◆ Text provided
= = = = =

Welcome to enlopy’s documentation!¶
Version: | 0.1.dev9 |
---|---|
Date: | Apr 20, 2021 |
Contents¶
Reference/API¶
Generate module¶
Methods that generate or adjusted energy related timeseries based on given assumptions/input
-
enlopy.generate.
disag_upsample
(Load, disag_profile, to_offset='h')[source]¶ Upsample given timeseries, disaggregating based on given load profiles. e.g. From daily to hourly. The load of each day is distributed according to the disaggregation profile. The sum of each day remains the same.
Parameters: - Load (pd.Series) – Load profile to disaggregate
- disag_profile (pd.Series, np.ndarray) – disaggregation profile to be used on each timestep of the load. Has to be compatible with selected offset.
- to_offset (str) – Resolution of upsampling. has to be a valid pandas offset alias. (check here for all available offsets)
Returns: the upsampled timeseries
Return type: pd.Series
-
enlopy.generate.
gen_daily_stoch_el
(total_energy=1.0)[source]¶ Generate stochastic dummy daily load based on hardcoded values. These values are the result of statistical analysis of electric loads profiles of more than 100 households. Mean and standard deviations per timestep were extracted from the normalized series. These are fed to
gen_gauss_markov()
method. :param total_energy: Sum of produced timeseries (daily load)Returns: random realization of timeseries Return type: nd.array
-
enlopy.generate.
gen_load_from_daily_monthly
(ML, DWL, DNWL, weight=0.5, year=2015)[source]¶ Generate annual timeseries using monthly demand and daily profiles. Working days and weekends are built from different profiles having different weighting factors.
Parameters: - ML – monthly load (size = 12)
- DWL – daily load (working day) (size = 24). Have to be normalized (sum=1)
- DNWL – daily load (non working day) (size = 24) Have to be normalized (sum=1)

= = = = =

◆ Data provided
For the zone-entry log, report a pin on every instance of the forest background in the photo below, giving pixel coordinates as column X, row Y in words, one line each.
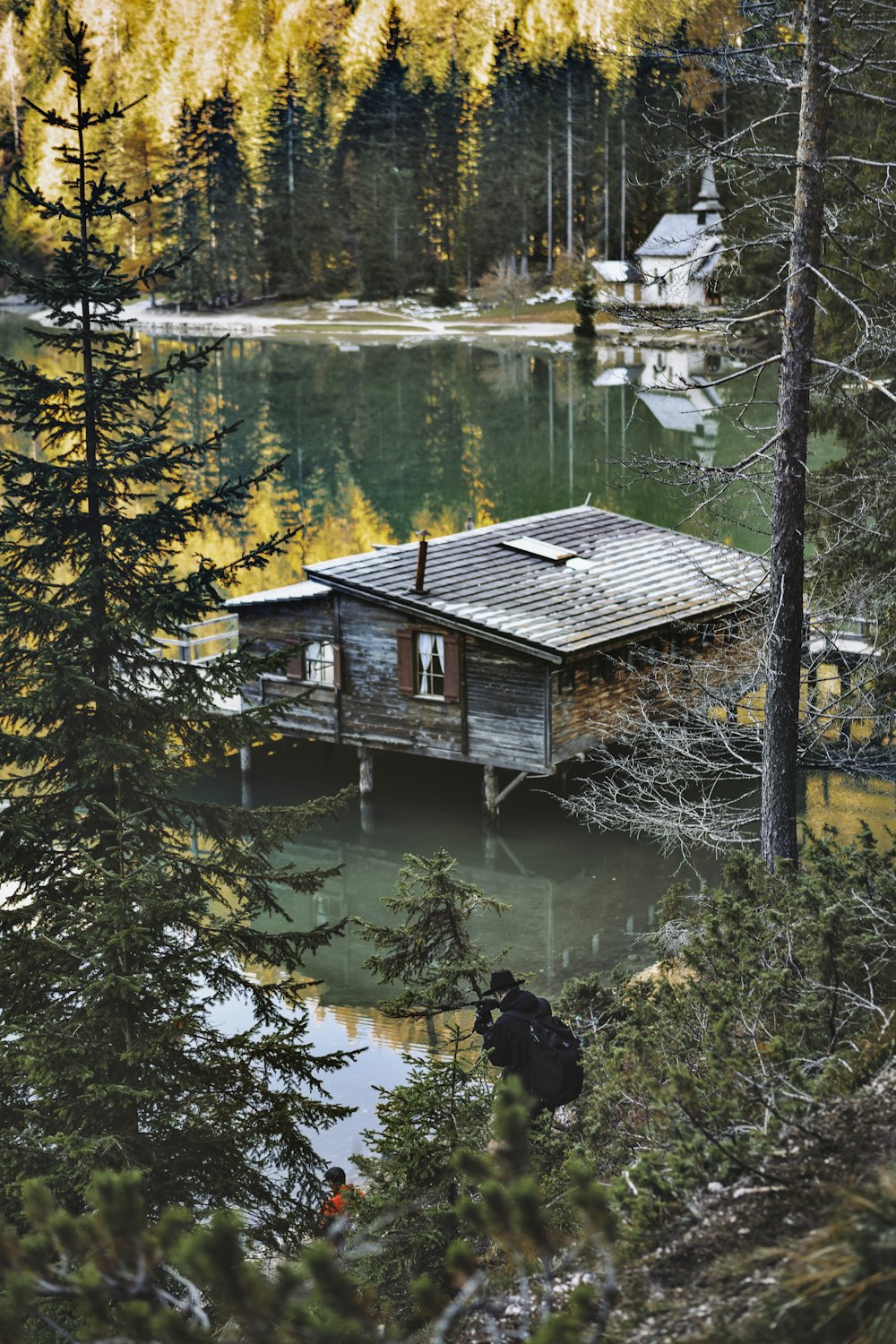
column 370, row 147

= = = = =

◆ Your tasks
- A) List every parameter in the signature of gen_load_from_daily_monthly, as shown in the enlopy documentation above.
- B) Write the next part of the enlopy documentation, picking up right after its last line.

◆ Results of the exercise
- A) ML, DWL, DNWL, weight, year

- B)
- weight – weighting factor between working and non working day (0 - 1)
Returns: Generated timeseries
Return type: pd.Series
-
enlopy.generate.
gen_load_sinus
(daily_1, daily_2, monthly_1, monthly_2, annually_1, annually_2)[source]¶ Generate sinusoidal load with daily, weekly and yearly seasonality. Each term is estimated based on the following expression: \(f(x;A1,A2,w) = A1 \cos(2 \pi/w \cdot x) + A2 \sin(2 \pi/w \cdot x)\)
Parameters: - daily_1 (float) – cosine coefficient for daily component (period 24)
- daily_2 (float) – sinus coefficient for daily component (period 24)
- monthly_1 (float) – cosine coefficient for monthly component (period 168)
- monthly_2 (float) – sinus coefficient for monthly component (period 168)
- annually_1 (float) – cosine coefficient for annual component (period 8760)
- annually_2 (float) – sinus coefficient for annual component (period 8760)
Returns: Generated timeseries
Return type: pd.Series
-
enlopy.generate.
gen_load_from_LDC
(LDC, Y=None, N=8760)[source]¶ Generate loads based on a Inverse CDF, such as a Load Duration Curve (LDC) Inverse transform sampling: Compute the value x such that F(x) = u. Take x to be the random number drawn from the distribution described by F.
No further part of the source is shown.